Object point labels:
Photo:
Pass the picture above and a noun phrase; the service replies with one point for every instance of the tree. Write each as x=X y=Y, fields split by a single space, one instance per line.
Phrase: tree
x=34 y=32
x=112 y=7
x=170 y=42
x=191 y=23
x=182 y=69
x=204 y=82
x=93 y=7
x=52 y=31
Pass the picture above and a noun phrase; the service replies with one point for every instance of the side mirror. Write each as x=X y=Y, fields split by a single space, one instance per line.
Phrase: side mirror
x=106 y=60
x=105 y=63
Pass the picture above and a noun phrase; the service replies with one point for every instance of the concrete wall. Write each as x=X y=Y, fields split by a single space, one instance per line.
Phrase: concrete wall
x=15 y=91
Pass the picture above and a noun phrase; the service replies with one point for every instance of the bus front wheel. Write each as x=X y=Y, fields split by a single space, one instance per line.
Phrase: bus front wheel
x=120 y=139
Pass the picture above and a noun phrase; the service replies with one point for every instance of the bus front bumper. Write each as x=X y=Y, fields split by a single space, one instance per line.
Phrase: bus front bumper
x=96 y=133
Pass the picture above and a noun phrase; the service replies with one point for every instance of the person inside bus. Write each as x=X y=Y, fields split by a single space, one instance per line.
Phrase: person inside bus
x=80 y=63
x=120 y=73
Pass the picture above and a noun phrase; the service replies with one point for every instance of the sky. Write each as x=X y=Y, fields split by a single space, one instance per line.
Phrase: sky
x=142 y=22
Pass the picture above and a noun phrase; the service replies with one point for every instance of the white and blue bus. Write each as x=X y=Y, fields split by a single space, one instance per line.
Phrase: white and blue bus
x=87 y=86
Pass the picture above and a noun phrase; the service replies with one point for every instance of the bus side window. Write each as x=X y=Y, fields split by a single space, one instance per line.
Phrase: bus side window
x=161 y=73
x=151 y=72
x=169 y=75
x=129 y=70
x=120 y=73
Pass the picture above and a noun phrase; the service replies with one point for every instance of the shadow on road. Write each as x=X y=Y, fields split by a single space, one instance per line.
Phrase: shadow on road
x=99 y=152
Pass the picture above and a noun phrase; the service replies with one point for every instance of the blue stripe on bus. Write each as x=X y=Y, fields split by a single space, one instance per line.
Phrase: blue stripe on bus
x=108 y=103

● **Stated problem**
Rewrite the entries from the line containing "the bus side" through the end of the entries, both inclusive, changing "shadow on road" to "road shadow" and keeping everything else the same.

● **Full response**
Pass the picture above and a noun phrase; the service replies with one point for every instance of the bus side window. Write each as x=X y=Y, fields split by a single space, one instance per line.
Phrase: bus side window
x=161 y=73
x=151 y=72
x=169 y=75
x=129 y=70
x=120 y=73
Pass the picture above and a noun phrase; the service replies with one point for every instance of the road shadow. Write each as x=X y=Y, fields split by a single space, one instance per line.
Phrase: road shadow
x=99 y=152
Pass the picture above and a noun phrase; the service replies with one point for every instance of the blue stripe on bus. Write each as x=X y=Y, fields split by a single space, one instance per line.
Phrase: blue stripe on bus
x=108 y=103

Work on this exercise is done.